>> Begin PASSAGE

No theory forbids me to say "Ah!" or "Ugh!", but it forbids me the bogus theorization of my "Ah!" and "Ugh!" - the value judgments. - Theodor Julius Geiger (1960)

The Common Place of Law

The law is a complex and dynamic social structure that is constantly produced by people's beliefs and actions. Ewick and Silbey have identified three different understandings of legality: "before the law", "with the law", and "against the law", which are based on cultural values and position people differently in relation to the law. Contradictions and opposing views exist within legal consciousness and sustain legality as hegemonic by mediating the real world with demands for legitimacy and consent. But the dominant cultural meanings and legal categories often ignore the experiences and needs of marginalized groups. Recognizing power dynamics, telling stories, and recognizing connections between personal experience, local practices, institutions, and authority are important in generating resistance and understanding how power is constituted. Sharing stories has the potential to reveal the collective organization of power and legality, leading to social transformation.

Legality is defined as a constantly produced social structure in what people say and do. Legality in a social context is kind of a mystery. Legality operates in a social world but exists separate from it. Ewick and Silbey listened to people's stories about the law during conversational interviews. They identify three forms of consciousness:

  • before the law;
  • with the law;
  • against the law.

Each of these understandings of legality draws on different cultural schemas, values, and positions the speaker differently in relation to the law. All three forms of legal consciousness can only be understood in relation to each other and should not be seen as opposed. The author also suggests that the conventional distinction between structure and consciousness must be re-conceptualized and that structure must encompass ideas and resources and should be seen as emerging from social interactions.

>> End PASSAGE
>> Begin LISTING

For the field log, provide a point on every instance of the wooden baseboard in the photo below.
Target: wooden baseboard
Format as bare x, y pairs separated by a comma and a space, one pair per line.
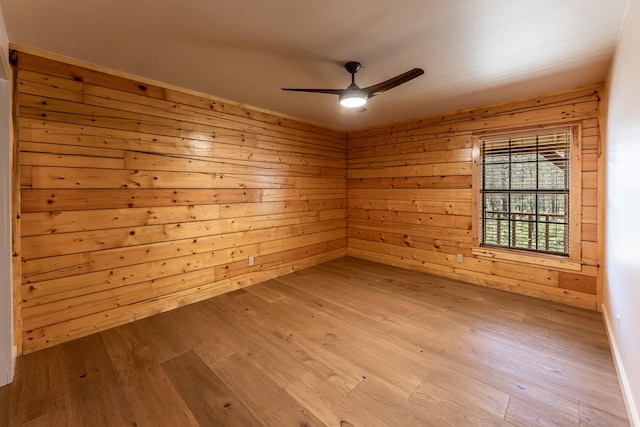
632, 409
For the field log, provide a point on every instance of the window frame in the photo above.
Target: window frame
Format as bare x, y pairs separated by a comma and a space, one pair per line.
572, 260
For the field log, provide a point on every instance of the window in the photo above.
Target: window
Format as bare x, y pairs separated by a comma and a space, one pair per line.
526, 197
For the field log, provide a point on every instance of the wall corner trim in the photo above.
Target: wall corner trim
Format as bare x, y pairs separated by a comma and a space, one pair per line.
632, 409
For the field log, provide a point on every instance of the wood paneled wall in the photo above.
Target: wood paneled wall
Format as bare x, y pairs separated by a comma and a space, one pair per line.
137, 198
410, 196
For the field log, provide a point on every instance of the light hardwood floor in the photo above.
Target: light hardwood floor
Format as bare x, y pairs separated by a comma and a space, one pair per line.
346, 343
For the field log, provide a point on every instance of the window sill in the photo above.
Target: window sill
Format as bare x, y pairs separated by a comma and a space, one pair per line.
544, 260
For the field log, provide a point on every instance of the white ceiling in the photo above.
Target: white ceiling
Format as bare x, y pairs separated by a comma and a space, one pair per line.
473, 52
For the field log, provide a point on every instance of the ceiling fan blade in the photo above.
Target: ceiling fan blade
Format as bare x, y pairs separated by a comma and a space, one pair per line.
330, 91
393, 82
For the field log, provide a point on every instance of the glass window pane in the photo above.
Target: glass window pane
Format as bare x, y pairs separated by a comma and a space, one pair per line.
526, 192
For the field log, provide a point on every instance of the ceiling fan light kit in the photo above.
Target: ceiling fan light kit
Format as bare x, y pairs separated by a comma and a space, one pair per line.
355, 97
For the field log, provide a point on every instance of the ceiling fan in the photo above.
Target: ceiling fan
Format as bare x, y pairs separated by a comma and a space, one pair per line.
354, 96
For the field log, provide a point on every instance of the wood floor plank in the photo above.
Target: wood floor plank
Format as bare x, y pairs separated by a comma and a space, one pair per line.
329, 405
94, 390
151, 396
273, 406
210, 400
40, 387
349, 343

>> End LISTING

INSTRUCTION 1 — Rewrite the passage on legal consciousness from "No theory forbids" to "Julius Geiger (1960)", putting "false" in place of "bogus".
INSTRUCTION 2 —
Answer these questions using the passage on legal consciousness.
(a) Who listened to people's stories about the law during conversational interviews?
(b) What three forms of consciousness are identified?
(c) What does sharing stories have the potential to reveal?
INSTRUCTION 3 —
Decide whether each statement agrees with the passage on legal consciousness.
(a) The three forms of legal consciousness should be seen as opposed.
(b) Legality operates in a social world but exists separate from it.
(c) Dominant cultural meanings and legal categories reliably reflect the needs of marginalized groups.
The records can be left aside here.

WRITTEN REPLY 1 —
No theory forbids me to say "Ah!" or "Ugh!", but it forbids me the false theorization of my "Ah!" and "Ugh!" - the value judgments. - Theodor Julius Geiger (1960)

WRITTEN REPLY 2 —
(a) Ewick and Silbey
(b) Before the law, with the law, and against the law
(c) The collective organization of power and legality

WRITTEN REPLY 3 —
(a) No: "should not be seen as opposed"
(b) Yes: "Legality operates in a social world but exists separate from it."
(c) No: "often ignore the experiences and needs of marginalized groups"